◆ **INSTRUCTIONS FOR THE TASK**: Every record should be written out again in full, with no character altered.

Segment Start: EXERCISE MATERIAL

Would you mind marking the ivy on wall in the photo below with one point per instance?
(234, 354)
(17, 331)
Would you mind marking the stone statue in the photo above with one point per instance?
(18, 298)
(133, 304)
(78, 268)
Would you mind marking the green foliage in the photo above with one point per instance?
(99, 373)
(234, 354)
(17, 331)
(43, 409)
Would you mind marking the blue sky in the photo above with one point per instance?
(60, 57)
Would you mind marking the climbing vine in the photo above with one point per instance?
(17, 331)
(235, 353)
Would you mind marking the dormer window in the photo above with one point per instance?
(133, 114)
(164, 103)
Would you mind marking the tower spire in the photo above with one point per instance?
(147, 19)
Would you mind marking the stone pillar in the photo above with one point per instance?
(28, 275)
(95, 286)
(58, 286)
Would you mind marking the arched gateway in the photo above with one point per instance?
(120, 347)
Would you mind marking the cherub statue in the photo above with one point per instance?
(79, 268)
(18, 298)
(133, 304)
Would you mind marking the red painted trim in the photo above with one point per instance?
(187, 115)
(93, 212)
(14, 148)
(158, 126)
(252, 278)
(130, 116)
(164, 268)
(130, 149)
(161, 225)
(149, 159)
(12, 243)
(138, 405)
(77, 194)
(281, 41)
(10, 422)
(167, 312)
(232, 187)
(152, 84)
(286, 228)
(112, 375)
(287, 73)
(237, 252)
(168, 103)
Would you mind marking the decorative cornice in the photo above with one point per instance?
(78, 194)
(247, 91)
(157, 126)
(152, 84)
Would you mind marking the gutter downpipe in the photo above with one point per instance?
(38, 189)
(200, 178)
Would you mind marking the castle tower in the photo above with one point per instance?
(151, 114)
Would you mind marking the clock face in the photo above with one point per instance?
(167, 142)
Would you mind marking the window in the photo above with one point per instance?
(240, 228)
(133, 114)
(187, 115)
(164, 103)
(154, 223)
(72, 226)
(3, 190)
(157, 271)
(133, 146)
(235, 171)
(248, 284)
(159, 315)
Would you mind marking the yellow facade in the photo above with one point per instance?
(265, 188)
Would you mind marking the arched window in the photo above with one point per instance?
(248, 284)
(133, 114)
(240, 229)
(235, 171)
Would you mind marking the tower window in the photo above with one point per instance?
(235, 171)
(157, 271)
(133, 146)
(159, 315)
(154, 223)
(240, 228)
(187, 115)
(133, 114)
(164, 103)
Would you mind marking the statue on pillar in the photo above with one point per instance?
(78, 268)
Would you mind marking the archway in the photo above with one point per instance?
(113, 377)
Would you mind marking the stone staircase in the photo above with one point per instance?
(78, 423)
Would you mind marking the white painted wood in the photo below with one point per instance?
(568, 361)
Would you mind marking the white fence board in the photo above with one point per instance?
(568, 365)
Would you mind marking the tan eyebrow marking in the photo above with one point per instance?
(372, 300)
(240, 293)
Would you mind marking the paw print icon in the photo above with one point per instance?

Segment End: EXERCISE MATERIAL

◆ **ANSWER TO THIS PROBLEM**:
Would you mind marking the ivy on wall in the photo below with one point per instance?
(234, 354)
(17, 331)
Would you mind marking the stone statue in the photo above with one point per instance?
(18, 298)
(133, 304)
(78, 268)
Would you mind marking the green foliage in the photo above with one point per instance?
(99, 373)
(234, 354)
(17, 331)
(43, 409)
Would you mind marking the blue sky in the photo above with one point per instance?
(60, 57)
Would you mind marking the climbing vine in the photo above with one point per instance?
(17, 331)
(235, 353)
Would you mind marking the dormer window in the photo above with one point per instance?
(133, 114)
(164, 103)
Would you mind marking the tower spire in the photo above with one point per instance?
(147, 19)
Would you mind marking the stone pillar in the photo above with one point per instance?
(28, 275)
(95, 286)
(58, 286)
Would you mind marking the arched gateway in the photo above with one point per instance?
(120, 347)
Would you mind marking the cherub statue in the photo above with one point per instance?
(79, 268)
(18, 298)
(133, 304)
Would you mind marking the red painted trim in the photo above with one point per instance?
(187, 115)
(93, 212)
(14, 148)
(158, 126)
(252, 278)
(130, 116)
(164, 268)
(130, 149)
(161, 225)
(149, 159)
(12, 243)
(138, 405)
(77, 194)
(281, 41)
(10, 422)
(167, 312)
(232, 187)
(152, 84)
(286, 228)
(112, 375)
(287, 73)
(237, 252)
(168, 103)
Would you mind marking the decorative cornice in the photo above with one point per instance?
(78, 194)
(247, 91)
(157, 126)
(152, 84)
Would you mind marking the gutter downpipe in the photo above with one point per instance?
(38, 189)
(200, 178)
Would you mind marking the castle tower in the photo above with one point per instance?
(151, 114)
Would you mind marking the clock face in the photo above with one point per instance?
(167, 142)
Would you mind marking the window in the photo above with one point per instance?
(240, 228)
(133, 114)
(187, 115)
(164, 103)
(154, 223)
(72, 226)
(3, 190)
(157, 271)
(133, 146)
(235, 171)
(248, 284)
(159, 315)
Would you mind marking the yellow facade in the photo above with one point per instance?
(265, 188)
Would you mind marking the arched window in the photo above with one point per instance?
(248, 284)
(133, 114)
(240, 229)
(235, 171)
Would you mind marking the tower window in the photo above with one point per instance?
(235, 171)
(157, 271)
(133, 146)
(159, 315)
(154, 223)
(240, 228)
(187, 115)
(133, 114)
(164, 103)
Would you mind marking the statue on pillar in the photo above with one point per instance?
(78, 268)
Would you mind marking the archway in the photo above with one point per instance?
(113, 377)
Would you mind marking the stone staircase in the photo above with one point per instance?
(78, 423)
Would you mind marking the white painted wood in the photo below with one point per instance?
(568, 361)
Would you mind marking the white fence board in the photo above with one point per instance?
(568, 365)
Would you mind marking the tan eyebrow marking in the photo above with one point per instance?
(372, 300)
(240, 293)
Would you mind marking the paw print icon in the photo above with one point per instance?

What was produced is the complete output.